> [Your task]: Reproduce the passage of the text on gluten intolerance in Finland starting with "In the early" and going on through "and Health (ELVIRA).".
═════ Extracted text ═════
Gluten intolerance in Finland has doubled - The occurrence of gluten intolerance in the Finnish population has doubled in the past twenty years.
In the early 1980s, about one per cent of adults in Finland had gluten intolerance, but the figure has since gone up to two per cent by the 2000s.
"We've already seen a similar trend emerge earlier on where allergies and certain autoimmune disorders are concerned. Screening has shown that gluten intolerance occurs in 1.5 per cent of Finnish children and 2.7 per cent of the elderly. The higher figure for older people is explained by the fact that the condition becomes more frequent with age," says Professor Markku Maki. Maki has set up an internationally acclaimed research team on gluten intolerance, developing screening tests for gluten intolerance. Maki is head of a research project in the Academy of Finland's Research Program on Nutrition, Food and Health (ELVIRA).
According to Maki, gluten intolerance may often be symptom-free, and people may be unaware that they have the condition if their symptoms are mild or atypical. Three out of four people with gluten intolerance have not been diagnosed, which also means that they are as yet going without treatment.
═════ Records provided ═════
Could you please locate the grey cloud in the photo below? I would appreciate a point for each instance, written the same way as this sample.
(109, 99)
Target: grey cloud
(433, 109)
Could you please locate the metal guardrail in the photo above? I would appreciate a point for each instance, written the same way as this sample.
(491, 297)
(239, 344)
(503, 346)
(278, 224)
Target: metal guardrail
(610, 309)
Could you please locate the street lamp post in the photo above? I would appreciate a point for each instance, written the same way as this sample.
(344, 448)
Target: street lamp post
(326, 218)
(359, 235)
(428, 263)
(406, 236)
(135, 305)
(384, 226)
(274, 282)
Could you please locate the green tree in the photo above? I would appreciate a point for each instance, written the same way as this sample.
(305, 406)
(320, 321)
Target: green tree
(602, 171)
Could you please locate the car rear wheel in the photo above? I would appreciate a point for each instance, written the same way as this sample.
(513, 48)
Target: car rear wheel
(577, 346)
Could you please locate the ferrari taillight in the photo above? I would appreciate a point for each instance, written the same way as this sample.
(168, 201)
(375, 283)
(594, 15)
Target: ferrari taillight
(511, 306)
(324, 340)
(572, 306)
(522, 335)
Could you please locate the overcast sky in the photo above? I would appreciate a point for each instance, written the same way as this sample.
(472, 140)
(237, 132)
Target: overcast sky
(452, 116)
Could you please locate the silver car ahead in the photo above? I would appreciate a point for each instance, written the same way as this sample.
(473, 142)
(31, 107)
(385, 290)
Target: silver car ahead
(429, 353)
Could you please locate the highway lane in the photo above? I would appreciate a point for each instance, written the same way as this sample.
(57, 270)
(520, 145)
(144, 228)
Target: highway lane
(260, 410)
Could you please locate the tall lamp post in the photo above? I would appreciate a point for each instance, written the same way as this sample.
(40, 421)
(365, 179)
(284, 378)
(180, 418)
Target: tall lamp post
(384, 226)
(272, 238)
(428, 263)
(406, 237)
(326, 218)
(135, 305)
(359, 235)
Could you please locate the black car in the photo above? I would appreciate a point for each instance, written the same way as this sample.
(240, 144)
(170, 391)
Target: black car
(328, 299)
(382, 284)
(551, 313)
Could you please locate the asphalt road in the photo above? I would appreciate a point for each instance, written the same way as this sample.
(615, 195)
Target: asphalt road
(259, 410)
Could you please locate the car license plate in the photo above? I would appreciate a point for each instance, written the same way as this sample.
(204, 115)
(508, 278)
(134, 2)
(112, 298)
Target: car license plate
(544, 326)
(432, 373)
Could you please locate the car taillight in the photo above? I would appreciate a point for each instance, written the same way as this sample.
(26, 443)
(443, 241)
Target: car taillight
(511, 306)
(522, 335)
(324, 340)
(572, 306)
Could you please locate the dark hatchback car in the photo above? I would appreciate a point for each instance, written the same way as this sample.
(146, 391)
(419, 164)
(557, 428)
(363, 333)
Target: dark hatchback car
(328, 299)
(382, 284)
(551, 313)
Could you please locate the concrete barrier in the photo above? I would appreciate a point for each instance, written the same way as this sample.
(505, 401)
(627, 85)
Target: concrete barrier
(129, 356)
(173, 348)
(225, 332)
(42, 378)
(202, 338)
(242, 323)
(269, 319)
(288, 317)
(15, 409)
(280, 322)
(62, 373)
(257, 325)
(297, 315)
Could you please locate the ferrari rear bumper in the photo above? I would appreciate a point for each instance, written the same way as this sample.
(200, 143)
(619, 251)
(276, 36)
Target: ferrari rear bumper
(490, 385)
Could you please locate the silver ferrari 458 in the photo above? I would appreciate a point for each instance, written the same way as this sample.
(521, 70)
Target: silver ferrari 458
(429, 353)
═════
> [Result of this task]:
In the early 1980s, about one per cent of adults in Finland had gluten intolerance, but the figure has since gone up to two per cent by the 2000s.
"We've already seen a similar trend emerge earlier on where allergies and certain autoimmune disorders are concerned. Screening has shown that gluten intolerance occurs in 1.5 per cent of Finnish children and 2.7 per cent of the elderly. The higher figure for older people is explained by the fact that the condition becomes more frequent with age," says Professor Markku Maki. Maki has set up an internationally acclaimed research team on gluten intolerance, developing screening tests for gluten intolerance. Maki is head of a research project in the Academy of Finland's Research Program on Nutrition, Food and Health (ELVIRA).